### Items from a data source
========================================================================

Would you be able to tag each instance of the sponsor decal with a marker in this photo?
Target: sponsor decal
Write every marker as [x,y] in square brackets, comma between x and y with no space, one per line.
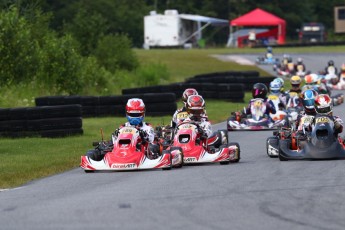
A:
[189,159]
[272,151]
[123,166]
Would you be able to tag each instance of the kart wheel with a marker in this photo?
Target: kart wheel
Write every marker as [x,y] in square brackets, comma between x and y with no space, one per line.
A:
[281,157]
[180,149]
[94,155]
[168,152]
[239,152]
[270,141]
[224,162]
[224,136]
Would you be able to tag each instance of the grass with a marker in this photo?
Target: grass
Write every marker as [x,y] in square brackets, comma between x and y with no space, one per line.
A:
[26,159]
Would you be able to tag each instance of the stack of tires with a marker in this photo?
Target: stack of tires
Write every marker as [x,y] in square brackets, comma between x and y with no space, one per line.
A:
[157,104]
[247,78]
[44,121]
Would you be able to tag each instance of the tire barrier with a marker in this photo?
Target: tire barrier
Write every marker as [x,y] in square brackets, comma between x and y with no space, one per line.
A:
[157,103]
[206,89]
[247,81]
[44,121]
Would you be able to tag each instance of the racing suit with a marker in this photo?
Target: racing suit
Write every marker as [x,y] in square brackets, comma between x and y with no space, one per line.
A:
[341,82]
[338,124]
[179,116]
[210,140]
[146,129]
[305,120]
[268,103]
[147,134]
[299,68]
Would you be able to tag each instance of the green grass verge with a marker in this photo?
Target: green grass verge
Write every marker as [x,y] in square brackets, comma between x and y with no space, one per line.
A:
[26,159]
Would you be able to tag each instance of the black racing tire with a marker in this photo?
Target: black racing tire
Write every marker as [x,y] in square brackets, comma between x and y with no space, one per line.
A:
[239,151]
[168,152]
[181,150]
[94,155]
[224,136]
[280,156]
[224,162]
[267,140]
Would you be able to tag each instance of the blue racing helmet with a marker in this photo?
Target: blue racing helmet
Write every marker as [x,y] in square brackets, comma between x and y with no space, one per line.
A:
[275,87]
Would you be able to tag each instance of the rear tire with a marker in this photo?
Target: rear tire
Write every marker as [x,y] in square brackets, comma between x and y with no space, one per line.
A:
[284,142]
[224,136]
[224,162]
[168,152]
[239,151]
[267,141]
[94,155]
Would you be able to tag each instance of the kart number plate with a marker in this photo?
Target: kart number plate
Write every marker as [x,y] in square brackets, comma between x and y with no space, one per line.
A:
[128,130]
[273,97]
[322,120]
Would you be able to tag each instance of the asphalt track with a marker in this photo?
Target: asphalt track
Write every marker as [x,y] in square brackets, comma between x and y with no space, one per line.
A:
[257,193]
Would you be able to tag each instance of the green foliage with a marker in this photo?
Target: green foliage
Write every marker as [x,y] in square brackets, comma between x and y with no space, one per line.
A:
[87,28]
[114,52]
[152,74]
[18,48]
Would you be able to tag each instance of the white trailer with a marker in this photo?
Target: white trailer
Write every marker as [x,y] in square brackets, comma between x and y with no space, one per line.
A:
[173,29]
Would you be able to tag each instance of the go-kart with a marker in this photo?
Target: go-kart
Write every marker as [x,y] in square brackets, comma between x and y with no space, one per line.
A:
[196,149]
[319,144]
[257,120]
[129,152]
[267,60]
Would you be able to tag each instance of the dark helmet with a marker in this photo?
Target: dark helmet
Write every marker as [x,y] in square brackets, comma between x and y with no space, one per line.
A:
[259,90]
[308,100]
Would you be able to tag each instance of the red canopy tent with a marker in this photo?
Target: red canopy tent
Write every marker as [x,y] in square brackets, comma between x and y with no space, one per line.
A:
[259,17]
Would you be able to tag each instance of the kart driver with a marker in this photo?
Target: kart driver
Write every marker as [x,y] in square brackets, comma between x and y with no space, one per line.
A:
[135,113]
[269,53]
[330,68]
[306,117]
[181,113]
[299,66]
[260,91]
[324,106]
[195,108]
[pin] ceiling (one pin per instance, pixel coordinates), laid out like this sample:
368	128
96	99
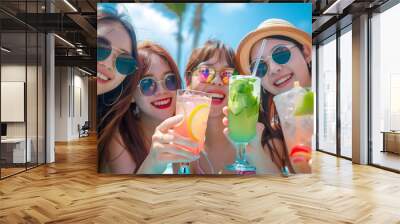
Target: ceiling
328	15
75	22
76	25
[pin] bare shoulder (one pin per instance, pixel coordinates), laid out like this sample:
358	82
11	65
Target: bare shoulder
118	158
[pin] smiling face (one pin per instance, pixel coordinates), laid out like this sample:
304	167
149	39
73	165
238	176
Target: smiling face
218	90
161	104
107	75
281	77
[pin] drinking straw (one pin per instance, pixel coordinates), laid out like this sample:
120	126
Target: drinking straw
260	51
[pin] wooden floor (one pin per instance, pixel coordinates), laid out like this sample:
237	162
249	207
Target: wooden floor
70	191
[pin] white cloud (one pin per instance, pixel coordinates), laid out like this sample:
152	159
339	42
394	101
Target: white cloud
231	7
151	24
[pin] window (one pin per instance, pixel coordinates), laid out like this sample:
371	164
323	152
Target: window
327	95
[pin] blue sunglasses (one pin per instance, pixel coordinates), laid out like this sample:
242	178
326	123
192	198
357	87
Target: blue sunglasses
281	55
124	63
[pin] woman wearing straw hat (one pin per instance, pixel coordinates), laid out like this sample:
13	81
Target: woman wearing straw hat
285	58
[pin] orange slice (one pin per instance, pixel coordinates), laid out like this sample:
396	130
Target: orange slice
197	121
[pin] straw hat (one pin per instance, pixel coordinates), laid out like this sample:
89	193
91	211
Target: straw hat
270	27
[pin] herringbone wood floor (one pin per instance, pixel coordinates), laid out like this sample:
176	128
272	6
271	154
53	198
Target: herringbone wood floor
70	191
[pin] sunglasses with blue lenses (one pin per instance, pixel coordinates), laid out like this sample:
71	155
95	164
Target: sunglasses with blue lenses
148	85
124	63
281	55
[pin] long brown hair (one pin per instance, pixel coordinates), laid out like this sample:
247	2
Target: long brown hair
269	117
124	116
206	52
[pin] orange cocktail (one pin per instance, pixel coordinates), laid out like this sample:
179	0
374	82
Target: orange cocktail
195	107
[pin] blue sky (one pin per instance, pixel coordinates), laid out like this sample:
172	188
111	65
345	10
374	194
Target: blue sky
228	22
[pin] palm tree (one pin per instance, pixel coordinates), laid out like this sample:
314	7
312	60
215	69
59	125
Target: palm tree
179	10
197	23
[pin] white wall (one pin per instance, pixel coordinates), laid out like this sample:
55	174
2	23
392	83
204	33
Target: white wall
69	85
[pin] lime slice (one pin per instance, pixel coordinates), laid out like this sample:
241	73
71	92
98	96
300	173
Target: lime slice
306	107
197	121
241	96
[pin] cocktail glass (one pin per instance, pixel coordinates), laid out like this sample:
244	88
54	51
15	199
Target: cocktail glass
195	107
295	109
243	104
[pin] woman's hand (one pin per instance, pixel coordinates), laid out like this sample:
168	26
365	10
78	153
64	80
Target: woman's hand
167	148
256	155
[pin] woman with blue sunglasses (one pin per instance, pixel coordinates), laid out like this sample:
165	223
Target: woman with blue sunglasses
208	70
143	142
286	58
116	68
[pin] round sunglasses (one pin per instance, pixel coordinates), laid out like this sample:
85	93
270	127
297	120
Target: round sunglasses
207	74
281	55
148	85
124	63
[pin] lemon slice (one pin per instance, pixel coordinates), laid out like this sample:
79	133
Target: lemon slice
197	121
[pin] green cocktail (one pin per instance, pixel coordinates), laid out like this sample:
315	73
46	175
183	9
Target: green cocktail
243	104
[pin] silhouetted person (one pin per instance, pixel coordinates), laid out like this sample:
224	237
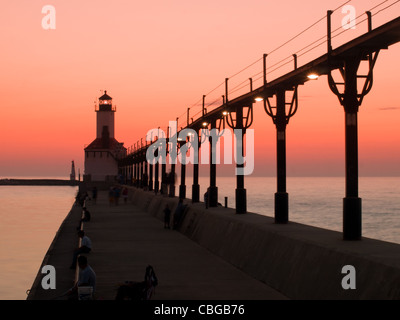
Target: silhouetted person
167	217
87	278
178	213
125	194
206	199
86	247
94	195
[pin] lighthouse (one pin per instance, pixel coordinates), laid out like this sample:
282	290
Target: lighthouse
102	155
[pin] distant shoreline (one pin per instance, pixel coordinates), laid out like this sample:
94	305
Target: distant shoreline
38	182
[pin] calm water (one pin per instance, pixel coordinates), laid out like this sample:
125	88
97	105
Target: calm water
29	220
31	216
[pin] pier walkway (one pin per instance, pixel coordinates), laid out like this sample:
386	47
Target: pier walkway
126	239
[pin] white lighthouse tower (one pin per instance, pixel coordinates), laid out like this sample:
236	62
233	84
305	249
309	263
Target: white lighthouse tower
101	156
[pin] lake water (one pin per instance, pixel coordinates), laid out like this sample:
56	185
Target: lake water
31	216
29	220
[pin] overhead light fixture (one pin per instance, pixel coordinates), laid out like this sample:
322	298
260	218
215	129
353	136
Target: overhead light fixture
313	76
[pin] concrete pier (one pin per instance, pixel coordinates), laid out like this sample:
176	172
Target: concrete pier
126	239
217	254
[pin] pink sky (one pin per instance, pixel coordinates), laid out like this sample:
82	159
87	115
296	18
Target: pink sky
158	58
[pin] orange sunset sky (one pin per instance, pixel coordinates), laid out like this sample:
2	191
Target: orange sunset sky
157	58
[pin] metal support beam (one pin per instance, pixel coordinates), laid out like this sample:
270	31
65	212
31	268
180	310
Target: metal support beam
240	192
351	203
196	186
281	196
213	189
182	187
172	181
156	180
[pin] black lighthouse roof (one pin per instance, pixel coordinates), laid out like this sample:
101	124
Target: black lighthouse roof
105	96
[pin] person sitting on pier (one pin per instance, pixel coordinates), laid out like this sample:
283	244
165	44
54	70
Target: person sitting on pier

========================================================================

### What to work on
Write out, exactly and with no pictures, the lines of the data from the first through the line containing "Target: racing suit".

### Answer box
Would you be able to tag each instance of the sponsor decal with a marker in this photo?
Target: sponsor decal
Write every marker as [x,y] in square brackets, comma between x and y with no space, one per line.
A:
[189,159]
[272,151]
[123,166]
Would you be able to tag each instance of the kart wheel with a marker in this photo?
Target: kart wheel
Write every marker as [x,y] in square brackets, comma between x and y with no space, one per line.
A:
[281,157]
[180,149]
[94,155]
[168,152]
[239,152]
[270,141]
[224,162]
[224,136]
Would you be able to tag each instance of the grass with a marker in this photo?
Target: grass
Write every marker as [x,y] in square brackets, comma between x and y with no space, one per line.
A:
[26,159]
Would you be able to tag each instance of the stack of tires with a marker in this photo?
Target: stack of tires
Write every marker as [x,y] in square brackets, comma between x and y with no space, one per line.
A:
[157,104]
[247,78]
[44,121]
Would you be able to tag each instance of the tire barrier with a marker in this photo?
Target: tire barrier
Write every marker as [x,y] in square brackets, comma between x and y with no space, one per line.
A:
[157,103]
[206,89]
[247,81]
[44,121]
Would you be able to tag each instance of the racing suit with a marker in this photo?
Target: racing suit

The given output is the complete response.